- Records provided
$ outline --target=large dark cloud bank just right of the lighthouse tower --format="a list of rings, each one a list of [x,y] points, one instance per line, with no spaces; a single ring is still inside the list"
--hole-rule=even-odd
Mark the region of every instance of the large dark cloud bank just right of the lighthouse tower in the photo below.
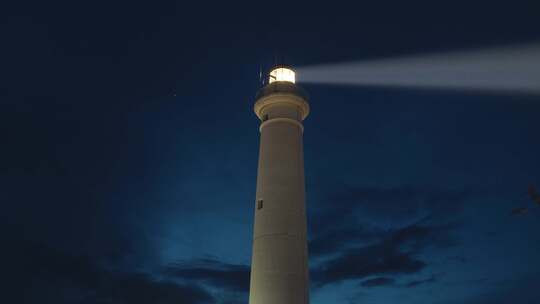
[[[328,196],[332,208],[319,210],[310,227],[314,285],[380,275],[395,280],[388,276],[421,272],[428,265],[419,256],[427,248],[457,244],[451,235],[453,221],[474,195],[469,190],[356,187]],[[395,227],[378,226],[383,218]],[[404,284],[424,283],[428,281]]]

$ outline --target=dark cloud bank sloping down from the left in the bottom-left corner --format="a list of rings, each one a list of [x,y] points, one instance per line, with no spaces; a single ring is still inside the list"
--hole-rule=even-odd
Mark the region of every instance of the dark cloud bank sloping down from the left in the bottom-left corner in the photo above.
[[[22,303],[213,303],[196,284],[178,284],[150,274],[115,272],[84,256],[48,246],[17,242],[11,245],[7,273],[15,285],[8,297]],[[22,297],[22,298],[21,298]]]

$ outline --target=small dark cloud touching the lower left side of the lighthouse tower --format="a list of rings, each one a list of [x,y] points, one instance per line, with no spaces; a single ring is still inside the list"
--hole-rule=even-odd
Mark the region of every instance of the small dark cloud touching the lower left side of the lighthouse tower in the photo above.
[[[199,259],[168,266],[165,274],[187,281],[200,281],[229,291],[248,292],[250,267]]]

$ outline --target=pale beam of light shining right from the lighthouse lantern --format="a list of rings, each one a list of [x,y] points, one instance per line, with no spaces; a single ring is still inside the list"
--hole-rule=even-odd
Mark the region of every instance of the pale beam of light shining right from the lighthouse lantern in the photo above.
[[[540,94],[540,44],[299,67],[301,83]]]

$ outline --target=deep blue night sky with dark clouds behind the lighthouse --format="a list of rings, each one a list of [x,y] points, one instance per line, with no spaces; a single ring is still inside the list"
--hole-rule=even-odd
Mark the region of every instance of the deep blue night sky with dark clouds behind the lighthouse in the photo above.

- Exercise aim
What should appear is an exact copy of the lines from the one with "Mark the region of every instance of the small" through the end of the entries above, ends included, and no other text.

- Task answer
Mark the region of every instance of the small dark cloud touching the lower left side of the lighthouse tower in the photo above.
[[[199,259],[168,266],[165,274],[187,281],[200,281],[229,291],[248,292],[250,267]]]

$ outline --target=pale beam of light shining right from the lighthouse lantern --format="a list of rings, each one a list of [x,y] points, one instance per line, with no spaces; a single ring is still inside the list"
--hole-rule=even-odd
Mark the region of every instance of the pale beam of light shining right from the lighthouse lantern in the photo above.
[[[540,94],[540,44],[299,67],[301,83]]]

$ outline --target=deep blue night sky with dark clouds behind the lighthouse --format="a list of rings, each one a list of [x,y] points, one instance per line, with no spaces; a single ring is still inside the list"
--hole-rule=even-odd
Mark the region of every instance of the deep blue night sky with dark clouds behind the lighthouse in the photo above.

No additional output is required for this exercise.